### Brano selezionato
• • • • • • •

Il principio a cui costituzionalmente si deve ispirare è quello della progressività, chi più ha più paga; mi pare che non si stia andando in questa direzione e alcune proposte presentate alle elezioni ne sono un esempio.
Il rischio molto concreto della riduzione non progressiva delle imposte è una contestuale riduzione dei servizi comuni che il ricco potrà sempre pagarsi, ma il lavoratore a reddito medio o basso, dipendente o autonomo, ce la farà? Io non credo».
«Il tema della tassazione, poi, per i lavoratori autonomi con partita iva individuale, tende a nascondere un’altra insidia - aggiunge - quello del reddito disponibile, delle coperture in caso di riduzione delle commesse o di malattia, maternità, infortunio.
Il reddito disponibile, infatti, si è andato riducendo, in particolare con la pandemia: i professionisti iscritti alla Gestione separata Inps per l'anno 2020 hanno dichiarato mediamente 14.500 euro».

• • • • • • •

### Record elencati
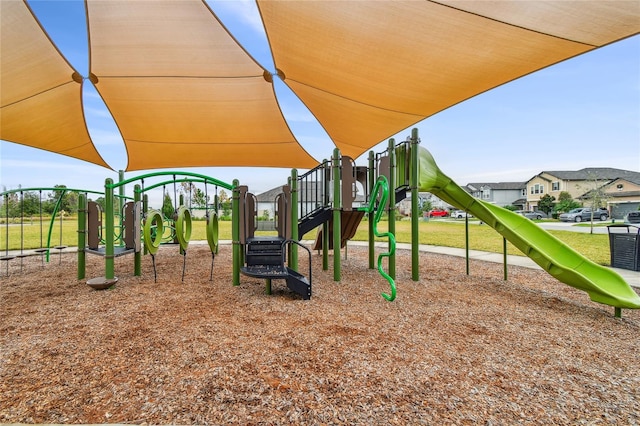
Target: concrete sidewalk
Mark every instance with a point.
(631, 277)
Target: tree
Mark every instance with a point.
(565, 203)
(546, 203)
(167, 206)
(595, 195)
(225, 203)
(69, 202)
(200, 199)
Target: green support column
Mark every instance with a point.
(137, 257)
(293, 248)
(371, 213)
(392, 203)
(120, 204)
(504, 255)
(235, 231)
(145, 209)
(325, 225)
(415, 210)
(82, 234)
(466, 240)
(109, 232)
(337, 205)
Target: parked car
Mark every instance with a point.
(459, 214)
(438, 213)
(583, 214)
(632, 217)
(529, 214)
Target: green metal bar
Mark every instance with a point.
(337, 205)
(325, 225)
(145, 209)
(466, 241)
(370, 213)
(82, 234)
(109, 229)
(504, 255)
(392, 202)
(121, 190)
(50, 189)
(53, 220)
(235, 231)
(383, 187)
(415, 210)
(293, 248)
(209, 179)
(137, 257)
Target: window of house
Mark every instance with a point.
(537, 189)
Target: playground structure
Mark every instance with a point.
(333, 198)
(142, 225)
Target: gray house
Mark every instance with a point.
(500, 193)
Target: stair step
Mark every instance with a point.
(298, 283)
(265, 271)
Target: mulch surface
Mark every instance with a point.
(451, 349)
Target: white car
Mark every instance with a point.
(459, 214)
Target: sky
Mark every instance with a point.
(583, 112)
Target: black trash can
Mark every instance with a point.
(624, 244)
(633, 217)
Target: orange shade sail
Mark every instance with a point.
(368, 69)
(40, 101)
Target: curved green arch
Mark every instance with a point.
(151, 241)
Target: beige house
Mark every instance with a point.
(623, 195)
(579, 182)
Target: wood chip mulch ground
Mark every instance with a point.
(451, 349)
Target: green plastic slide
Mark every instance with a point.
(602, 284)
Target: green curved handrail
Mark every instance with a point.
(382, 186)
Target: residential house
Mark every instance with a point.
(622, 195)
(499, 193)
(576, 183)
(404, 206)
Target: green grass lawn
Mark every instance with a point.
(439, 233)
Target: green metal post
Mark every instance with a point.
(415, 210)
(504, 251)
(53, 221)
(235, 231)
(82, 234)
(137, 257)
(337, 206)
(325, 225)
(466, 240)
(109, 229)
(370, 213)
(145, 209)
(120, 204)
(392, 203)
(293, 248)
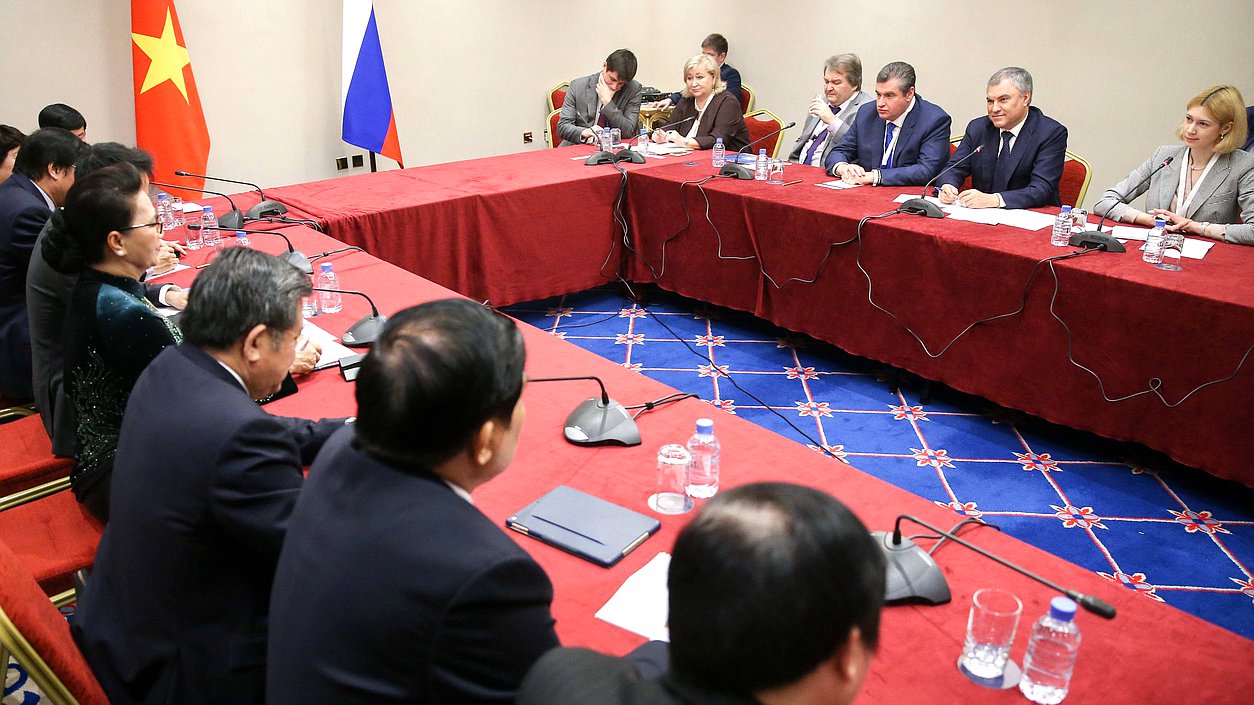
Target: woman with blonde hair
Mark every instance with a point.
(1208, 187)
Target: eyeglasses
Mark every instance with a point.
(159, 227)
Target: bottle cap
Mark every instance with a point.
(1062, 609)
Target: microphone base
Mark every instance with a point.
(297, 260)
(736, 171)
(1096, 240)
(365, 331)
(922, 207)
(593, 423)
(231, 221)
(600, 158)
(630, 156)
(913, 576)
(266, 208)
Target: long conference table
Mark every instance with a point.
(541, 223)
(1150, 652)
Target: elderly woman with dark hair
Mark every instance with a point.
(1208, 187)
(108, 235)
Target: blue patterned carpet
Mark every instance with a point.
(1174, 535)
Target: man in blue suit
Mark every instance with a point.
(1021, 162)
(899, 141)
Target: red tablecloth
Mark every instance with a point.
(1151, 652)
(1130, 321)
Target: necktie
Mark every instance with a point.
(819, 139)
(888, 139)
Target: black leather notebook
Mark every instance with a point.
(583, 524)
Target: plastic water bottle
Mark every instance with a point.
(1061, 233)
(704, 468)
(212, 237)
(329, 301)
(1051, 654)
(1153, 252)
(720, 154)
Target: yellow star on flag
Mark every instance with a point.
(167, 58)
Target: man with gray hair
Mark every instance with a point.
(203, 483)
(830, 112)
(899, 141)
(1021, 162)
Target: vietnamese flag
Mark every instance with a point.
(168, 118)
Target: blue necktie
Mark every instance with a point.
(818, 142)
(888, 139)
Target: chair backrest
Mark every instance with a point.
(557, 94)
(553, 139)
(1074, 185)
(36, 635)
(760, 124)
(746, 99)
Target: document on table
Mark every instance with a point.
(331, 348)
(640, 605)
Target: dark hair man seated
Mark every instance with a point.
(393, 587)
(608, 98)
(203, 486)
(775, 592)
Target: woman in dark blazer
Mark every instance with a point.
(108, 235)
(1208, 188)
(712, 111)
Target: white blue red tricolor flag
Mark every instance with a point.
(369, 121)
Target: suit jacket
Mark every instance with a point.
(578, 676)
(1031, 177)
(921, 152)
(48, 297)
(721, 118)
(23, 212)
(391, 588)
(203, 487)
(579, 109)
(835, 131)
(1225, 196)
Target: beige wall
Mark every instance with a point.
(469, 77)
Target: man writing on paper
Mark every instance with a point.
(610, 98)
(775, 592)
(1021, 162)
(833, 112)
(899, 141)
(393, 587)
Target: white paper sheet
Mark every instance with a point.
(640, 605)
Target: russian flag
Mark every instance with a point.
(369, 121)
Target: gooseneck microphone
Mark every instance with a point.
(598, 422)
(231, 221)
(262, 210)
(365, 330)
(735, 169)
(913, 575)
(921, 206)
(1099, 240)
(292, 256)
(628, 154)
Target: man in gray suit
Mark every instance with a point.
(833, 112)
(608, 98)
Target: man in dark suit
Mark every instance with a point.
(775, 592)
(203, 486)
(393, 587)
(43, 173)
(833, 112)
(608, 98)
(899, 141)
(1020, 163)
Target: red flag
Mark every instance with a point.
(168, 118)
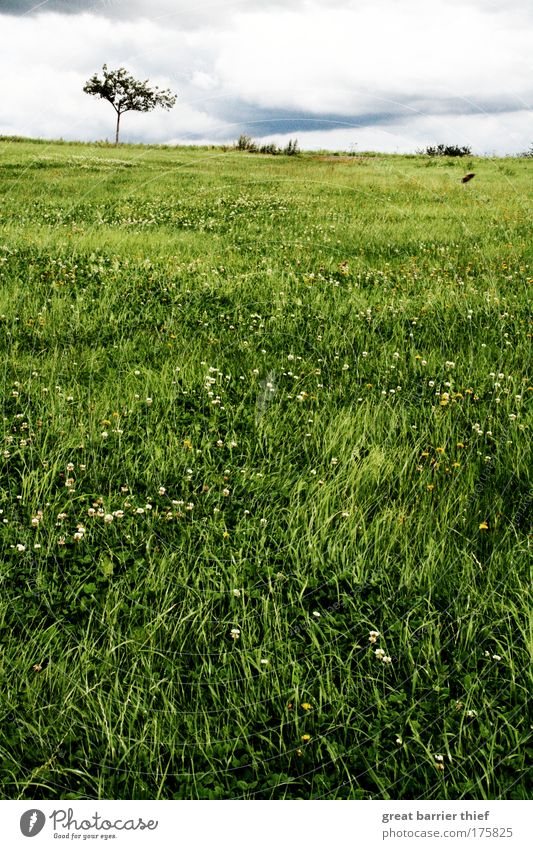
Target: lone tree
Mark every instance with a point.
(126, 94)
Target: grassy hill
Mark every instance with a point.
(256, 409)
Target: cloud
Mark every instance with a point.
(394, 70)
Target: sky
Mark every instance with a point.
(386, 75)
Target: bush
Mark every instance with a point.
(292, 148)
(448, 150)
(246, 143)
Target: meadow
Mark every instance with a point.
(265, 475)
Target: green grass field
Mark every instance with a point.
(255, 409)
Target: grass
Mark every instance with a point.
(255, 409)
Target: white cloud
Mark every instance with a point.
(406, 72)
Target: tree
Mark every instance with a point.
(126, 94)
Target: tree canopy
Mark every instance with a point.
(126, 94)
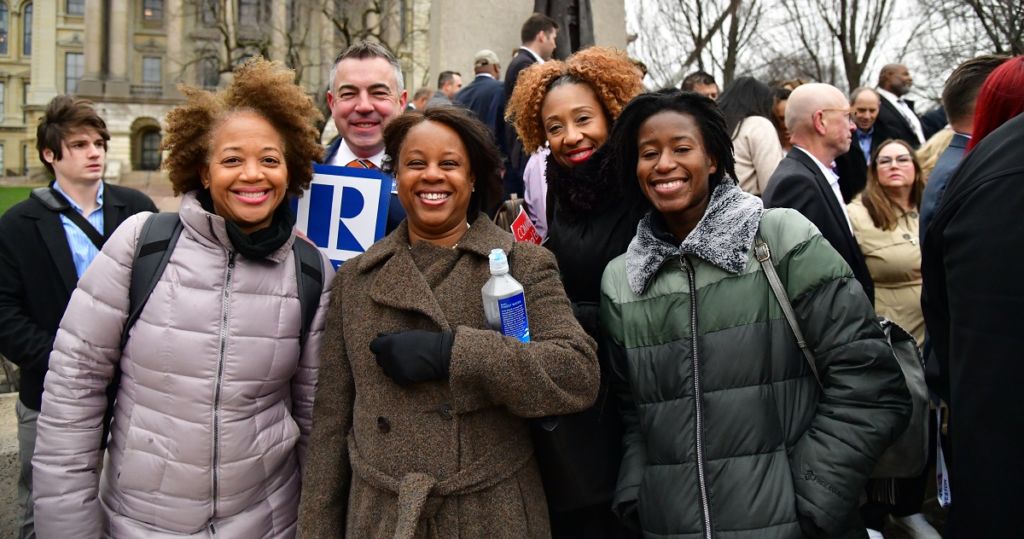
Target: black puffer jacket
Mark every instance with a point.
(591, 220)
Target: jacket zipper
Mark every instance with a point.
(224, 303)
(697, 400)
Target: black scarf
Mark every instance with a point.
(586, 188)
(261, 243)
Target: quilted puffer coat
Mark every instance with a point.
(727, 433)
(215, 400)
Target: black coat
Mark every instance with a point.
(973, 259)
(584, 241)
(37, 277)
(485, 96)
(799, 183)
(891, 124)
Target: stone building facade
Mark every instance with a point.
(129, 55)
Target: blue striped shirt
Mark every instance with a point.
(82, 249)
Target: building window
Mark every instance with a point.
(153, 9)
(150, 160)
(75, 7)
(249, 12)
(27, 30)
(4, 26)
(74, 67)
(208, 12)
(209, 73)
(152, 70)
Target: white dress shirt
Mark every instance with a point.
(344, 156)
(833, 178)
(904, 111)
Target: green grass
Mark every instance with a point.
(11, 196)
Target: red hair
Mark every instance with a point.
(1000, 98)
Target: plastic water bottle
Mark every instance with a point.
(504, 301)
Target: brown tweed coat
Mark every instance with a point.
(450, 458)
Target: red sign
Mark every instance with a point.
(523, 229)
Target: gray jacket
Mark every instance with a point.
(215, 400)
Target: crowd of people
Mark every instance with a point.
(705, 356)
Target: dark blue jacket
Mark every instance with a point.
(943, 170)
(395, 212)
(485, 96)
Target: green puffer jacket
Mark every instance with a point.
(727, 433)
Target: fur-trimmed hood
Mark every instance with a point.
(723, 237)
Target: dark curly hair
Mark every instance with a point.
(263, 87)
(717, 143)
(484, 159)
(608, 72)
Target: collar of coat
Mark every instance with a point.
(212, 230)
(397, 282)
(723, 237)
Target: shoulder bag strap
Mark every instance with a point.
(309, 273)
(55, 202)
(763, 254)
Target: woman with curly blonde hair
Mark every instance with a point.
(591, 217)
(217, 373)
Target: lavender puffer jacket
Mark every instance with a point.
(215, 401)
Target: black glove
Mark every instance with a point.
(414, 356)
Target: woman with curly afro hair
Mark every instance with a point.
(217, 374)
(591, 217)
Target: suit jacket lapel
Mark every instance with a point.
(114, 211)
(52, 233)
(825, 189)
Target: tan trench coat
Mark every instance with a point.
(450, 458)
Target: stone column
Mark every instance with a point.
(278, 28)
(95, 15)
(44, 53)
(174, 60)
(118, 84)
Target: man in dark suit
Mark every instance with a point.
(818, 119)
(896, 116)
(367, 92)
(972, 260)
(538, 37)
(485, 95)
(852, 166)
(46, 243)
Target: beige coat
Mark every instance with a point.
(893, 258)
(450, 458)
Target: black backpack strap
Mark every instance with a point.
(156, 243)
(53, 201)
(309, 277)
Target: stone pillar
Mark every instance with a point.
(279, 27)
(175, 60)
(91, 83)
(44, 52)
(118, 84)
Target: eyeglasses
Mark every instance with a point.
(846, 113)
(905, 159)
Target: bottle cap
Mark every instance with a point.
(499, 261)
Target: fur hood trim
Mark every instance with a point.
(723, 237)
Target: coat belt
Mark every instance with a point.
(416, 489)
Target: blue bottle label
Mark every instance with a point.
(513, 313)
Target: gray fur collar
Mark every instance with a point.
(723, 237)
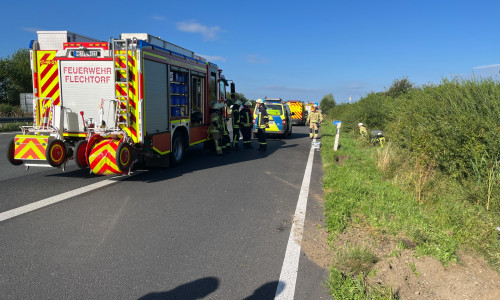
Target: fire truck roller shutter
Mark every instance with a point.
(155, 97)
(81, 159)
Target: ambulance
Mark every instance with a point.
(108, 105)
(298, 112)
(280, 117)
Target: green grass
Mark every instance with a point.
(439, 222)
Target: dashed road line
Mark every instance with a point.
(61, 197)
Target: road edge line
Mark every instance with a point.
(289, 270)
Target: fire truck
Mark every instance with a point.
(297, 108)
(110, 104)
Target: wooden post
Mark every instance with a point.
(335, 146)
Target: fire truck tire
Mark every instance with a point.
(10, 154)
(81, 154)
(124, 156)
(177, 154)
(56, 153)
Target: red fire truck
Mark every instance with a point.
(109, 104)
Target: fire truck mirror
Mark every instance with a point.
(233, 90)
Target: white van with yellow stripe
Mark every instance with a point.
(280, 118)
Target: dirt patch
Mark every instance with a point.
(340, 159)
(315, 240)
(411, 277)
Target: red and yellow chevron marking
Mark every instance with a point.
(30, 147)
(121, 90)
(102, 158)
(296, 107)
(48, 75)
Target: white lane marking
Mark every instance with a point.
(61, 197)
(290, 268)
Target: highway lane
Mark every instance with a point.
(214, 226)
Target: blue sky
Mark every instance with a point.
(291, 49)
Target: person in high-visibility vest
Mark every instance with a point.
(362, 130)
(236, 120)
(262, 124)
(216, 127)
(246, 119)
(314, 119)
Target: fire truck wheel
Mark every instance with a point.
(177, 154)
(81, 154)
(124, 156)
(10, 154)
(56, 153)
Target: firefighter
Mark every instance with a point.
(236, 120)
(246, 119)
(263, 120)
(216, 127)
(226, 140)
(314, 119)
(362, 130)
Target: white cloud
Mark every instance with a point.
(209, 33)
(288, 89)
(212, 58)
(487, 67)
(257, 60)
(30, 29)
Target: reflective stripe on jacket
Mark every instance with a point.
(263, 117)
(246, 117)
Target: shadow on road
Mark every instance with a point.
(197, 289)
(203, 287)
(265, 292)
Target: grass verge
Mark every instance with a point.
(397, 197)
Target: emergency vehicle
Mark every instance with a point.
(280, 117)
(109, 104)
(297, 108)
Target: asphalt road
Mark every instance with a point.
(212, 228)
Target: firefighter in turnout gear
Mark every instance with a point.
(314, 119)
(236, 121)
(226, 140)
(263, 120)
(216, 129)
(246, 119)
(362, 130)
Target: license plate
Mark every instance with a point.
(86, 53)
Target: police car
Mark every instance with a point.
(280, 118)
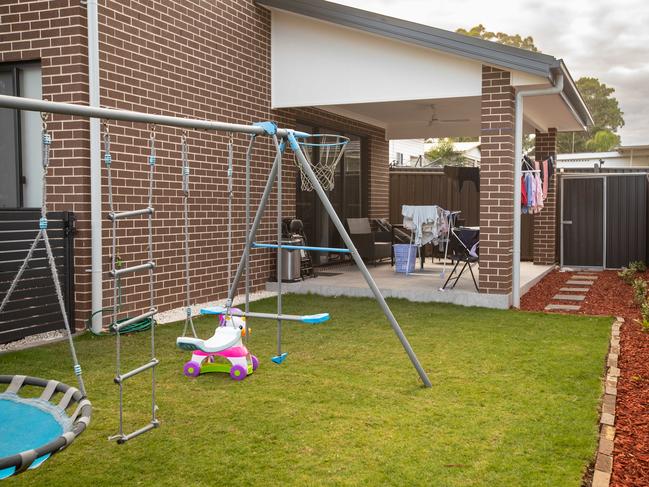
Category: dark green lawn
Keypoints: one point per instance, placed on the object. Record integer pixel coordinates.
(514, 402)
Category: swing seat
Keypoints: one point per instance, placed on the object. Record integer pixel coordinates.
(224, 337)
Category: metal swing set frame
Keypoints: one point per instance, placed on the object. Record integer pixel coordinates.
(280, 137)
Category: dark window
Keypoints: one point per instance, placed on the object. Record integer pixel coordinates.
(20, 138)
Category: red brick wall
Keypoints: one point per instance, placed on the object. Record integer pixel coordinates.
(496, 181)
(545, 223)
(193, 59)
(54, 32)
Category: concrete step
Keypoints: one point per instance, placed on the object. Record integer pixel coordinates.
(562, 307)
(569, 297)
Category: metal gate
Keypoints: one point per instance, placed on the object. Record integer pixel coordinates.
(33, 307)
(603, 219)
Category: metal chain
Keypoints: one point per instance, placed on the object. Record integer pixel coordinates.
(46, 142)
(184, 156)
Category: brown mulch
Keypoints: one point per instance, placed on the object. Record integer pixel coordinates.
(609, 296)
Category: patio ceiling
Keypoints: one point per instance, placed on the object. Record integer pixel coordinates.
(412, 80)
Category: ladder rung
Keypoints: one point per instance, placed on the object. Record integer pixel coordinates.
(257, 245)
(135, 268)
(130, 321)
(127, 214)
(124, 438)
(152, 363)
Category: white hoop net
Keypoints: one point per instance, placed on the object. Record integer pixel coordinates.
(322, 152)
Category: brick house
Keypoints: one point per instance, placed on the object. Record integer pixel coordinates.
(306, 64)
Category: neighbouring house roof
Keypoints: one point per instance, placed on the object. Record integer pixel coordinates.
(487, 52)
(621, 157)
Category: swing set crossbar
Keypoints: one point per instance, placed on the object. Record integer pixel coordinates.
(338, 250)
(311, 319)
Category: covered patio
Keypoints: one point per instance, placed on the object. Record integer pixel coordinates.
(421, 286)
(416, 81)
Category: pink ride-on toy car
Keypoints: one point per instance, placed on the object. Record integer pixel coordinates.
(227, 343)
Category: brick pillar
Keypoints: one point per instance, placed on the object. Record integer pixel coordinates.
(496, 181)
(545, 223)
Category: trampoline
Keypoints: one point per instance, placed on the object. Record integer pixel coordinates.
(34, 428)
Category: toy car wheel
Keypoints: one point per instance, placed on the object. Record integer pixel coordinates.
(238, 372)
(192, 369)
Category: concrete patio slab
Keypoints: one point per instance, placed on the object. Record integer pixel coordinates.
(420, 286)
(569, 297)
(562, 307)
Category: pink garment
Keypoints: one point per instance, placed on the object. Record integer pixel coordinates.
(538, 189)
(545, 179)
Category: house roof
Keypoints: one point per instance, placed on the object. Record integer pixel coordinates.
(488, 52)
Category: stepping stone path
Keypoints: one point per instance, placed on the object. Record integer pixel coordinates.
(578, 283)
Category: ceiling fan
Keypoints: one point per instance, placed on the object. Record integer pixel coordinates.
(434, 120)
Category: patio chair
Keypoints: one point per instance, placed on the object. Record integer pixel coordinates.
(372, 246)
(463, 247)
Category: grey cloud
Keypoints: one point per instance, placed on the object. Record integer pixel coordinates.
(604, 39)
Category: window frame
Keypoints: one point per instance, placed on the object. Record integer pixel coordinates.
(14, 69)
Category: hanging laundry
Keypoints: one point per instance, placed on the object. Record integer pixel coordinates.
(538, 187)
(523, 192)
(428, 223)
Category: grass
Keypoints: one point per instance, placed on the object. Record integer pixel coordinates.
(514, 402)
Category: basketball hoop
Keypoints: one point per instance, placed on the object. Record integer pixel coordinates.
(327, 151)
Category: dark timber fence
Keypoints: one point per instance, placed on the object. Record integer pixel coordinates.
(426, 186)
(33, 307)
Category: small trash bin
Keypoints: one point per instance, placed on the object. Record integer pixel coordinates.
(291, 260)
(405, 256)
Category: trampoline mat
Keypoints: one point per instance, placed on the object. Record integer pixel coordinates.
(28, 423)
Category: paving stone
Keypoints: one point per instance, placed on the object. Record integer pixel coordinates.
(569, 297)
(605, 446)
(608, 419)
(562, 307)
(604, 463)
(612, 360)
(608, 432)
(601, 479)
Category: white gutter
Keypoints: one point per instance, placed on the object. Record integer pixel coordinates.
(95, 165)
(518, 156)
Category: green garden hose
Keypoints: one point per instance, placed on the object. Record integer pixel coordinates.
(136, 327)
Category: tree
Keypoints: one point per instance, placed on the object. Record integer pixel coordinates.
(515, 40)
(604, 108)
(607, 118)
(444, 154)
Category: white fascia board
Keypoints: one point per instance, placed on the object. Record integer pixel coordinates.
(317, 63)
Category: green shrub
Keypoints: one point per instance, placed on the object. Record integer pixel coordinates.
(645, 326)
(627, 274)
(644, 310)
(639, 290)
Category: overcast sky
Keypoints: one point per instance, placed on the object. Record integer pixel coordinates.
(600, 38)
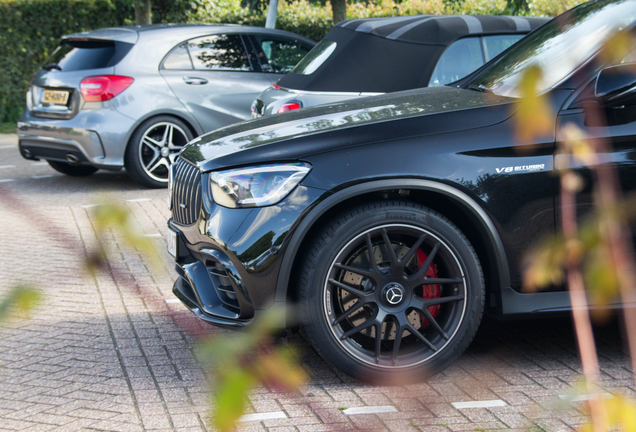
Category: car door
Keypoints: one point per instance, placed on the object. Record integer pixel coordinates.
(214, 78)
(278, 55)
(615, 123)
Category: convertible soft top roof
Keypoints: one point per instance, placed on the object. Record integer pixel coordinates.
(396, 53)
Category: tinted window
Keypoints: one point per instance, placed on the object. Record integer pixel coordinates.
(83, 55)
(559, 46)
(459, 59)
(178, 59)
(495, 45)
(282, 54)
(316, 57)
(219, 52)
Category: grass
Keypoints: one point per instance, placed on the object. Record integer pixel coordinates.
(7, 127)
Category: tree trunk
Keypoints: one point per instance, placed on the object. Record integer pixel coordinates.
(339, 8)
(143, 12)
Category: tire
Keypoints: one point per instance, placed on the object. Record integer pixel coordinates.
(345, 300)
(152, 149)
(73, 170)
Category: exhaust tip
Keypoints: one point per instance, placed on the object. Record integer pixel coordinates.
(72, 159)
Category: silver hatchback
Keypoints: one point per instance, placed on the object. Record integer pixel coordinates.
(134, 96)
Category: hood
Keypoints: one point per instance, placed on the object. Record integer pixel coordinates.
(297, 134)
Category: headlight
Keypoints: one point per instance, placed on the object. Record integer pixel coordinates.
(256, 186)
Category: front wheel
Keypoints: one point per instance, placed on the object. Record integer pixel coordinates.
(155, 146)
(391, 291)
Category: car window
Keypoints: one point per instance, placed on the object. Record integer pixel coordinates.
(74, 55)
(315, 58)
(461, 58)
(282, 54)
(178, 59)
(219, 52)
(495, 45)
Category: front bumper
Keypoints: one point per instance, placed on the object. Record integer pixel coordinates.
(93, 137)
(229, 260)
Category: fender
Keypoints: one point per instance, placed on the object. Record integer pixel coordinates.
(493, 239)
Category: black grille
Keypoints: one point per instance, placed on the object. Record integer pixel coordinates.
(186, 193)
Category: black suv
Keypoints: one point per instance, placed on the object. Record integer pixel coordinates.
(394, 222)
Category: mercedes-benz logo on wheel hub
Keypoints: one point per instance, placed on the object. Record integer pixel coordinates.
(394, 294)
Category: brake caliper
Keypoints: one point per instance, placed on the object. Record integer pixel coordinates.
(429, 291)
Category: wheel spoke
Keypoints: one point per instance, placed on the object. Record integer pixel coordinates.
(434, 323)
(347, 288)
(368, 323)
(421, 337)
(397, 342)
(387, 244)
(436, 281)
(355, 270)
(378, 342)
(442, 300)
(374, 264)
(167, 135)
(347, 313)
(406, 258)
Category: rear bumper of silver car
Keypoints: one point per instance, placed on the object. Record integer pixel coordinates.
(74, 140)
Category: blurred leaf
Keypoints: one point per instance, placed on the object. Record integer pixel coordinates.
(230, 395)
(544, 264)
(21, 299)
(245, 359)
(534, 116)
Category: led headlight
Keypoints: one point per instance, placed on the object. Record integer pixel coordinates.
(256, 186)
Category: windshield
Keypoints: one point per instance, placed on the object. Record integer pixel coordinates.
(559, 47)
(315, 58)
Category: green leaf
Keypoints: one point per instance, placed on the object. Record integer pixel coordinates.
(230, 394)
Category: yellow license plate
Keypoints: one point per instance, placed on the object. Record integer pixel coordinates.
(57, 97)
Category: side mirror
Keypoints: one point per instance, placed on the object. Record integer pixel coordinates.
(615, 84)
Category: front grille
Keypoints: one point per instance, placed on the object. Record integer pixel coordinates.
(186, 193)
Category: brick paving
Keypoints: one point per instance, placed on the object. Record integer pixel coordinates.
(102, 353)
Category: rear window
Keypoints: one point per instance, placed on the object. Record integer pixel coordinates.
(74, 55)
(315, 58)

• • • • • • •

### Compito assegnato A
Indichi tutti i casi per i quali il brano sulla tassazione menziona le coperture dei lavoratori autonomi con partita iva individuale.
### Compito assegnato B
Trascriva il passo del brano da «Il rischio molto» a «malattia, maternità, infortunio.».

### Risultato dell'esercizio A
- riduzione delle commesse
- malattia
- maternità
- infortunio

### Risultato dell'esercizio B
Il rischio molto concreto della riduzione non progressiva delle imposte è una contestuale riduzione dei servizi comuni che il ricco potrà sempre pagarsi, ma il lavoratore a reddito medio o basso, dipendente o autonomo, ce la farà? Io non credo».
«Il tema della tassazione, poi, per i lavoratori autonomi con partita iva individuale, tende a nascondere un’altra insidia - aggiunge - quello del reddito disponibile, delle coperture in caso di riduzione delle commesse o di malattia, maternità, infortunio.